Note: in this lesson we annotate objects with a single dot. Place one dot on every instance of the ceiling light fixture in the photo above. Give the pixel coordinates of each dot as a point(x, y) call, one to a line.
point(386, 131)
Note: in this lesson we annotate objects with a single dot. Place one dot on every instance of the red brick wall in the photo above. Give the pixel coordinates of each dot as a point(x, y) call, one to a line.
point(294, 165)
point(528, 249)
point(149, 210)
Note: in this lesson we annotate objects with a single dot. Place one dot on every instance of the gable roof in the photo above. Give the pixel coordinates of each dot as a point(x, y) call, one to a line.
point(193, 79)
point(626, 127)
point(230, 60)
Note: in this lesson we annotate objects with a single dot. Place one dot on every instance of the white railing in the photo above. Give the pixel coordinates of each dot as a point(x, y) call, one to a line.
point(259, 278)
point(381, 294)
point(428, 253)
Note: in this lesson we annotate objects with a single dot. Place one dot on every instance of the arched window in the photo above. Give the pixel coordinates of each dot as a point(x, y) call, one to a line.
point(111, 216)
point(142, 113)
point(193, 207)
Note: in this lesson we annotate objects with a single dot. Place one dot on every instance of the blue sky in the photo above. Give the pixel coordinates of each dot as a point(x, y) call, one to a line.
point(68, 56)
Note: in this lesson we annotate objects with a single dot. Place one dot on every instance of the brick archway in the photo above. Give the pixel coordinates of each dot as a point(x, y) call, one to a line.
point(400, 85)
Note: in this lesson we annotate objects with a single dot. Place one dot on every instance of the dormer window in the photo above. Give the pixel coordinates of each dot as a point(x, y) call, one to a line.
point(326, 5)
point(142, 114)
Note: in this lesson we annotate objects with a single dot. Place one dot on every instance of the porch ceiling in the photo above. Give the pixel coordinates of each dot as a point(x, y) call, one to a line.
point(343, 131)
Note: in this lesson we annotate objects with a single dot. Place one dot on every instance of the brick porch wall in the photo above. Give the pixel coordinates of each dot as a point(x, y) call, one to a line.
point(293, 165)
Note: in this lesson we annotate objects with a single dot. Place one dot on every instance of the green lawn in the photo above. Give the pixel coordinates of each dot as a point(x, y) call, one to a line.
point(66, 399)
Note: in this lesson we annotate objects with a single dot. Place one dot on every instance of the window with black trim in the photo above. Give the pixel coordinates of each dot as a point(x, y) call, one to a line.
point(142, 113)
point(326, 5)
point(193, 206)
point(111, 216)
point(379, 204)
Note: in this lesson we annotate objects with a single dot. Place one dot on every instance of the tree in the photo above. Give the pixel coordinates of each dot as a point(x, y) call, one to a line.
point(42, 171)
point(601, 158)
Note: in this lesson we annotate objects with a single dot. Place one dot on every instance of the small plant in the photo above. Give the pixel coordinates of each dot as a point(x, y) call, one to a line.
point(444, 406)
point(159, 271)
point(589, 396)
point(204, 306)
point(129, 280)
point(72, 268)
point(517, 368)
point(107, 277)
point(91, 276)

▸ Task to complete: Extract the full listing above without altering anything.

▸ Response to the task:
Note: in this lesson we annotate objects with a single dot. Place one dot on every instance of the ceiling light fixture in the photo above. Give the pixel coordinates of each dot as a point(x, y) call, one to a line.
point(386, 131)
Note: in this lesson we annotate objects with a single dot. Place one dot on every instance of the red brick wall in the photo above. Give the pixel coordinates of each dot as a point(x, y) call, one to a line.
point(294, 165)
point(528, 249)
point(149, 210)
Note: in this lesson we annotate objects with a single dot. Place one dot on every instance of the gable roof in the photo above. Give the pixel coordinates of each dot as a point(x, y) call, one to a line.
point(193, 79)
point(626, 127)
point(230, 60)
Note: in this lesson we annotate objects with a single dot. Place one dot on every instance of the white railing in the photo above. Give the pixel coordinates of each dot as a point(x, y) call, one to a line.
point(259, 278)
point(381, 294)
point(428, 253)
Note: in this lesson we annotate objects with a single dot. Place one dot on every instance of the arched window in the photo above. Give the pixel coordinates of each dot as a point(x, y) call, one to a line.
point(111, 216)
point(142, 113)
point(193, 207)
Note: in this lesson we annotate objects with a single dot. Place one dot on every instance of the blue sky in the photo above. Give the pixel coordinates of each dot as a point(x, y) call, one to a line.
point(68, 56)
Note: in this lesson we annotate objects with a single dot. Place one dot on every instance of the brick archway in the photo above. Give the pixel coordinates of each dot as a point(x, y) call, one to a line.
point(400, 85)
Note: in this lesson we annotate objects with a single dot. Place one dot on every instance of the dormer window in the photo above. Give the pixel coordinates of each dot as a point(x, y) call, one to a line.
point(326, 5)
point(142, 114)
Note: in this lesson we annotate objects with a single dot. Place one dot on every instance of the porch ceiling in the photo above. Give the pixel coordinates of each dot as a point(x, y) call, one to a line.
point(343, 131)
Note: in this lesson we annotate objects with a single dot. Place one dot on every instance of the brick porch wall in the photo above. Give the pixel coordinates of each dot as a point(x, y) call, one to a line.
point(293, 165)
Note: in this lesson we annotate objects with a single dot. Place one dot on every instance of the green lawn in the photo above. Give the pixel coordinates of each dot as a point(x, y) call, one to a line.
point(66, 399)
Note: in this lesson we annotate objects with a single dot. Place one dot on every instance of the window with black trim in the photo above. Give the pixel coordinates of each dot as a point(x, y) call, one to a line.
point(142, 113)
point(326, 5)
point(193, 206)
point(111, 216)
point(379, 204)
Note: in this lesson we annotate objects with a single dot. Place one dot on every instance of the tree in the photo above. Give the pixel coordinates of each dot as a point(x, y) call, one to a line.
point(42, 171)
point(601, 158)
Note: in this lesson we annotate objects with a single dot. Place one dot on every instance of the small plant in the photo above. Give the pixel coordinates of each dot as a point(x, y) call, one to a line.
point(444, 406)
point(159, 271)
point(589, 396)
point(204, 306)
point(129, 280)
point(72, 268)
point(517, 368)
point(107, 277)
point(91, 276)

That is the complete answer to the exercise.